TRY IT
Nothing but the lines from the one containing "In this exercise you will locate the green grass" through the final line of the data should be repeated, and each must be exact.

ENTRIES SHOWN
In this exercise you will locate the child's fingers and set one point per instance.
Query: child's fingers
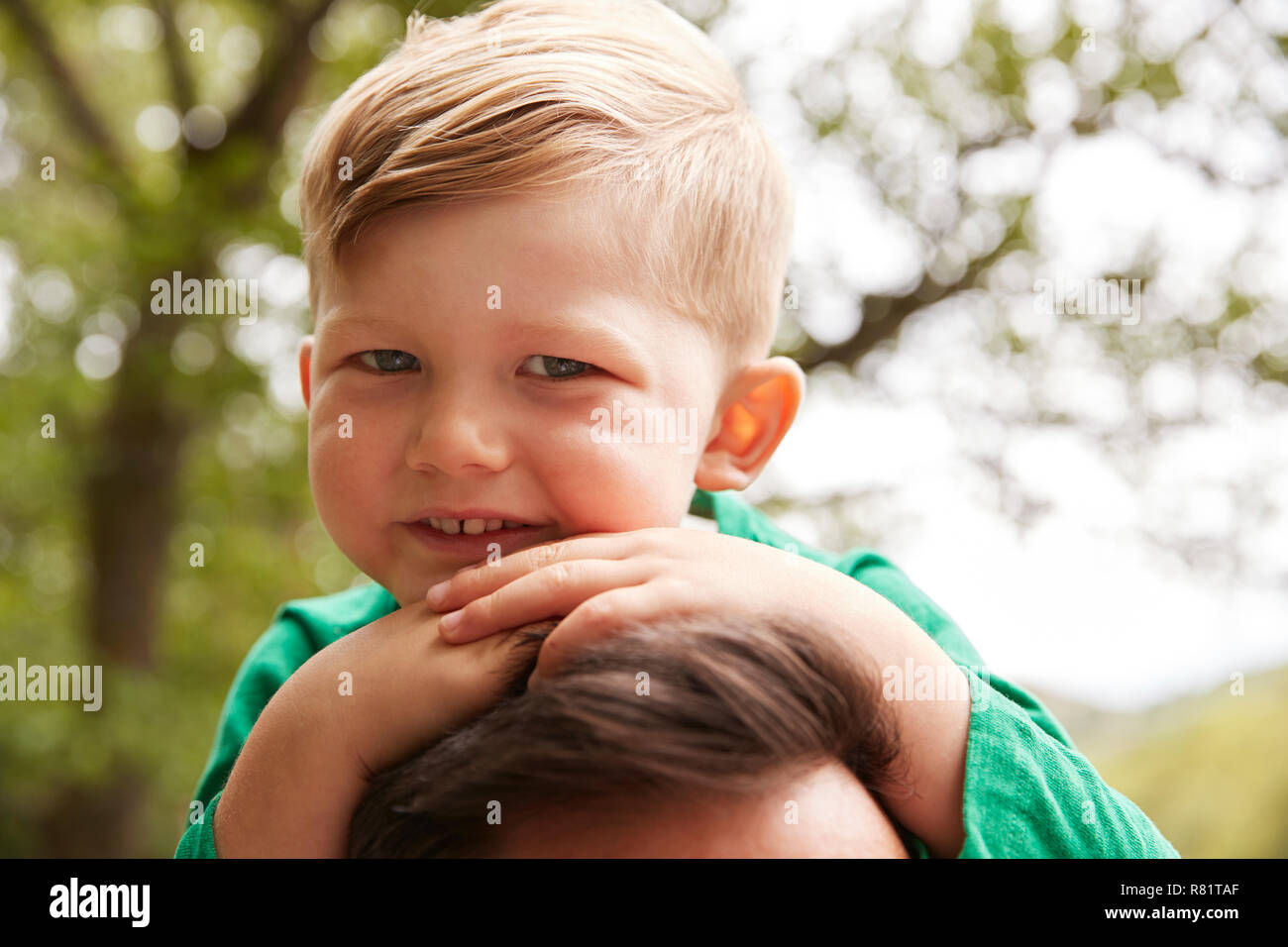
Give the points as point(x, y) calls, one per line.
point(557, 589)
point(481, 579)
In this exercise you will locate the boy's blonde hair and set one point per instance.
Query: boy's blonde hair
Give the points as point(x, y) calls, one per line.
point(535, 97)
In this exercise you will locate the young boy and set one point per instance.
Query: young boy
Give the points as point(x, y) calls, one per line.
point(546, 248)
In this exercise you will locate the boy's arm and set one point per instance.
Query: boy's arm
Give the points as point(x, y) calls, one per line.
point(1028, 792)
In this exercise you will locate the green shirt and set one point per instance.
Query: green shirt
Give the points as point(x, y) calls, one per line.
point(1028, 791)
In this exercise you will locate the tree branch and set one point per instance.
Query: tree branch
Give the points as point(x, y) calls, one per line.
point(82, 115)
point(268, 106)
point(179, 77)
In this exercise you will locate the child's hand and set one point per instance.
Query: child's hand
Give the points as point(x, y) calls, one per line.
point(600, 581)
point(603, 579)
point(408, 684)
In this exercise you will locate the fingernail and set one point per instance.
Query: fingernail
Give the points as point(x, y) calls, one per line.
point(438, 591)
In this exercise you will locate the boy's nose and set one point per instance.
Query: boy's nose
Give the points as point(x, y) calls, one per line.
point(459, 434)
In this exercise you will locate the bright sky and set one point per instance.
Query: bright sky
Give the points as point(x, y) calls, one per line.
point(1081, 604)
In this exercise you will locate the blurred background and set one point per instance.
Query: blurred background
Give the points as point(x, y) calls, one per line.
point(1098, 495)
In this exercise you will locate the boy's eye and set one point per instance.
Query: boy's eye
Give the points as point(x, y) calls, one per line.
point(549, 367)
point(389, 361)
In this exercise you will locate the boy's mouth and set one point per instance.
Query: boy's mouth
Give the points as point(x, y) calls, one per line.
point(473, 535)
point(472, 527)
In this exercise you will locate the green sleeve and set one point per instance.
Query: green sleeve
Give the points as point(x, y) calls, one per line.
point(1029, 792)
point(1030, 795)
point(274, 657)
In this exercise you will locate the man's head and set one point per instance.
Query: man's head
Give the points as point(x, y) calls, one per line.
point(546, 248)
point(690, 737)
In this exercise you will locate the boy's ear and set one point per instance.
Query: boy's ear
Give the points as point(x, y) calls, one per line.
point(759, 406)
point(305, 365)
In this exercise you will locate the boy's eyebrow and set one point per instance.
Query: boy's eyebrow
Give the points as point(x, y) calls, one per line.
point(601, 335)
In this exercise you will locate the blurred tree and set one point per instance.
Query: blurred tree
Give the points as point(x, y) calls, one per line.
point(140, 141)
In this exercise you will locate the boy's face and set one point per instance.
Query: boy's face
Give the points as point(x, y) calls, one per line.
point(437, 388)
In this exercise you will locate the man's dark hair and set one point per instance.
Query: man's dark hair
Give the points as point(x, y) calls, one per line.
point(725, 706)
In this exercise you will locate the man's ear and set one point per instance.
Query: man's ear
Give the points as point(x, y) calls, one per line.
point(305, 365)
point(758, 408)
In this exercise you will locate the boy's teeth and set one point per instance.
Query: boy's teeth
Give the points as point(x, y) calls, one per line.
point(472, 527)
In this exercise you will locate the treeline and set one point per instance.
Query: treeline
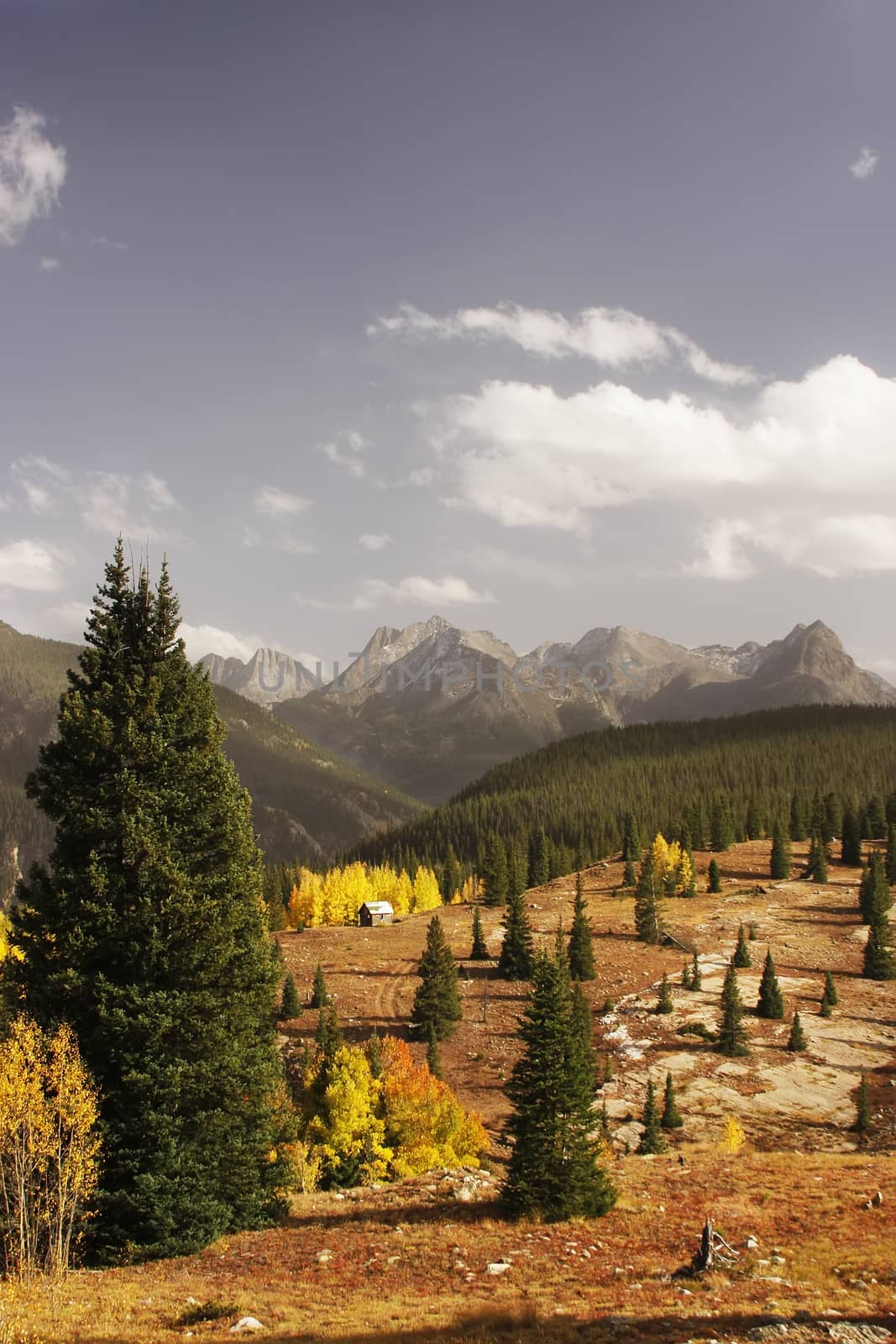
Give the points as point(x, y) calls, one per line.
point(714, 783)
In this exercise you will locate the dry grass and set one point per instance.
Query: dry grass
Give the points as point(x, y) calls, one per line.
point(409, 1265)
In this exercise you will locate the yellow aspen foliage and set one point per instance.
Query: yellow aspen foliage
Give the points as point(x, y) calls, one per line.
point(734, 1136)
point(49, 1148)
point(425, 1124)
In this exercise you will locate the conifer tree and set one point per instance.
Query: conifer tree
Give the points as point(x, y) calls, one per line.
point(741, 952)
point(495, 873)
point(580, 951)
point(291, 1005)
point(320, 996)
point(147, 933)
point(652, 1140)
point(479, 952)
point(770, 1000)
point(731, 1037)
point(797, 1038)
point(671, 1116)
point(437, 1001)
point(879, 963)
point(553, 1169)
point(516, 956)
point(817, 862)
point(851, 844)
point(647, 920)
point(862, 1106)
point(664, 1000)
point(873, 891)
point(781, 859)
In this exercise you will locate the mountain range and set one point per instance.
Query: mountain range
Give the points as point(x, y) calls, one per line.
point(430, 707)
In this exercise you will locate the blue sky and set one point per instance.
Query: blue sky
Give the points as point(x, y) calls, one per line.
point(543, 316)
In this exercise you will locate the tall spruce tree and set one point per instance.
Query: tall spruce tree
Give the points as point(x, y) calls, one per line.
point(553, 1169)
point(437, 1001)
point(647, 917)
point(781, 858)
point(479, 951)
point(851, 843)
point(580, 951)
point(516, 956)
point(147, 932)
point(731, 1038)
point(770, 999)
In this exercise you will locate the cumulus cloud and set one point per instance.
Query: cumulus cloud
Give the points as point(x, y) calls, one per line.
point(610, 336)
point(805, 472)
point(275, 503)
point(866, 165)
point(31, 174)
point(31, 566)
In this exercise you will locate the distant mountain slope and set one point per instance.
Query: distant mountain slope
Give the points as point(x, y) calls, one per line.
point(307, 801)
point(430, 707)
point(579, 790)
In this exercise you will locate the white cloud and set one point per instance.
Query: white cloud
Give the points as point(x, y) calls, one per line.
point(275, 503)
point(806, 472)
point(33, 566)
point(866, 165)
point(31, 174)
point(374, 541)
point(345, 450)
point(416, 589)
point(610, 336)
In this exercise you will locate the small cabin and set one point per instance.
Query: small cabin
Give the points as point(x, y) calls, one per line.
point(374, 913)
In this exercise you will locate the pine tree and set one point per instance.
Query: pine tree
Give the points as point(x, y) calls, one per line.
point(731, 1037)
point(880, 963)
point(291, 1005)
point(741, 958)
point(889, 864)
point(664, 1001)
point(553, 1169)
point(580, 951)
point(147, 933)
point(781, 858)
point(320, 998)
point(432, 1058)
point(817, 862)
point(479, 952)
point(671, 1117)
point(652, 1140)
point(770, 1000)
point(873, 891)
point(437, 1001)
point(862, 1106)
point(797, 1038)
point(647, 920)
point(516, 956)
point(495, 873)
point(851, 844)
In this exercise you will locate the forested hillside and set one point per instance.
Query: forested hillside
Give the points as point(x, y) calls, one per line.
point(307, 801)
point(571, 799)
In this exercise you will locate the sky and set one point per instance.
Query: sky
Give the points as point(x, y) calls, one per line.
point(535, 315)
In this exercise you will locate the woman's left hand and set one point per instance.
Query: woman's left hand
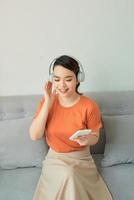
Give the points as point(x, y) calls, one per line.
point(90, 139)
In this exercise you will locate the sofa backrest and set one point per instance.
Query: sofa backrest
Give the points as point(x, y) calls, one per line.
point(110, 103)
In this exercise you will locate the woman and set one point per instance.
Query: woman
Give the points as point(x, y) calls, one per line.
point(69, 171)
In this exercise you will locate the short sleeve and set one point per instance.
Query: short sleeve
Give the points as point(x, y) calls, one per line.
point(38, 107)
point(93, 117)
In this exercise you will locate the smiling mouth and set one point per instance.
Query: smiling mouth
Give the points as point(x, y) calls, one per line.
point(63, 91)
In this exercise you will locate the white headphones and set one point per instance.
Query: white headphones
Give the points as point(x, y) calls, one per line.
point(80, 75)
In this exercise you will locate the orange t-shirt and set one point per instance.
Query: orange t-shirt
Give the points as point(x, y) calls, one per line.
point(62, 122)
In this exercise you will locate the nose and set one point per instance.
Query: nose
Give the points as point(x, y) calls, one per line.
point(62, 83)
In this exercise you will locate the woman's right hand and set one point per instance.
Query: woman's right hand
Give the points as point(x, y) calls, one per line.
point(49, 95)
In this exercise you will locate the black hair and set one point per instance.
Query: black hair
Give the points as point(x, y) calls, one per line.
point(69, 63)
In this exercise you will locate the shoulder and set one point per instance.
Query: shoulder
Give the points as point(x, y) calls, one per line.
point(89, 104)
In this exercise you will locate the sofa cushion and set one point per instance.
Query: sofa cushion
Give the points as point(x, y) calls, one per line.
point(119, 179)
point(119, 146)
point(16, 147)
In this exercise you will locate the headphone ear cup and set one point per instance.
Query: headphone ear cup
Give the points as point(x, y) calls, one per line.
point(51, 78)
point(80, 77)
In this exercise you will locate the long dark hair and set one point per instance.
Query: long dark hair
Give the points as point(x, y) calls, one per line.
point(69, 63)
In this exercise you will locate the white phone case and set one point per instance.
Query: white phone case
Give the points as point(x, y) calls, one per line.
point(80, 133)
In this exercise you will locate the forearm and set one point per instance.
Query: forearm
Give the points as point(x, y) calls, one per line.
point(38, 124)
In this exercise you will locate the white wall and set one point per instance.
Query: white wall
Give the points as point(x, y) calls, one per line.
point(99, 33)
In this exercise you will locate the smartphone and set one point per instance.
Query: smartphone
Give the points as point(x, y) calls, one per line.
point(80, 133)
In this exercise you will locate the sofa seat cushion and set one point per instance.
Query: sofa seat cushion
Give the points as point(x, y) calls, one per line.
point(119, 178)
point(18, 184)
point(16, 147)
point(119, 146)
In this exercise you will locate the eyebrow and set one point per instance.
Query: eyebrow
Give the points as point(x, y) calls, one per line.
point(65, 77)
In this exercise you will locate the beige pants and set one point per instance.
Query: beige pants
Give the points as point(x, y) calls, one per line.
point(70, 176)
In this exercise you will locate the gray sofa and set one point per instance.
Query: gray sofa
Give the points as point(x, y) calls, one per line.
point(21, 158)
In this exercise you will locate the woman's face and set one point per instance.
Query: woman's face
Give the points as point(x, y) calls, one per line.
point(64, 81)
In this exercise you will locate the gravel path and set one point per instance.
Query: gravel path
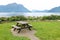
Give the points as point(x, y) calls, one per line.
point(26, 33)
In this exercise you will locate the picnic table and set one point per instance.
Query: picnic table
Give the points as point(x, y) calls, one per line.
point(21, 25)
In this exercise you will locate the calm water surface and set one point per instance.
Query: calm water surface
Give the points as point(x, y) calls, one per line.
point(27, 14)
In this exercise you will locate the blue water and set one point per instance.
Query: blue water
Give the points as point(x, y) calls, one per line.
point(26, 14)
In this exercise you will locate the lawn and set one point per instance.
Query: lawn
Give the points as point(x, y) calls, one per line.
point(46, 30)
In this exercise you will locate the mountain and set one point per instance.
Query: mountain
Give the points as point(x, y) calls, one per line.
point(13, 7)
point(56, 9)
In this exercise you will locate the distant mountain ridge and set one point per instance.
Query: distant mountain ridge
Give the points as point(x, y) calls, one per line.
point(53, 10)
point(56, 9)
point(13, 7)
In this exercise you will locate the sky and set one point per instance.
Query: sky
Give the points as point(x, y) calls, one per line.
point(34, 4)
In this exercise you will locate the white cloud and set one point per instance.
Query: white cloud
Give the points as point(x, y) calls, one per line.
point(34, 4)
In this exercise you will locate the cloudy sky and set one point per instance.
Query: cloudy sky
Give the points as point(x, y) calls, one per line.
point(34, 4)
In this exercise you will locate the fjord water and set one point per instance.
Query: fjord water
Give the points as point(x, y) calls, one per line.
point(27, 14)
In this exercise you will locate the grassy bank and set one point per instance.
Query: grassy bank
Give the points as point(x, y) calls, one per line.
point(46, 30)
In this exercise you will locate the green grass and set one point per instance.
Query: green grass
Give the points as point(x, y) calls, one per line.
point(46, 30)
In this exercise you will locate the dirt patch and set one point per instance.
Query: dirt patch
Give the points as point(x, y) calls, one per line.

SOLUTION FOR THIS PROBLEM
In this exercise you will locate the green grass and set one point per instance.
Query: green grass
Give the points as point(x, y) calls, one per line.
point(46, 30)
In this exercise you will locate the dirt patch and set one point per instance.
Query: dirt patch
Give the points as point(x, y) calls, one per line.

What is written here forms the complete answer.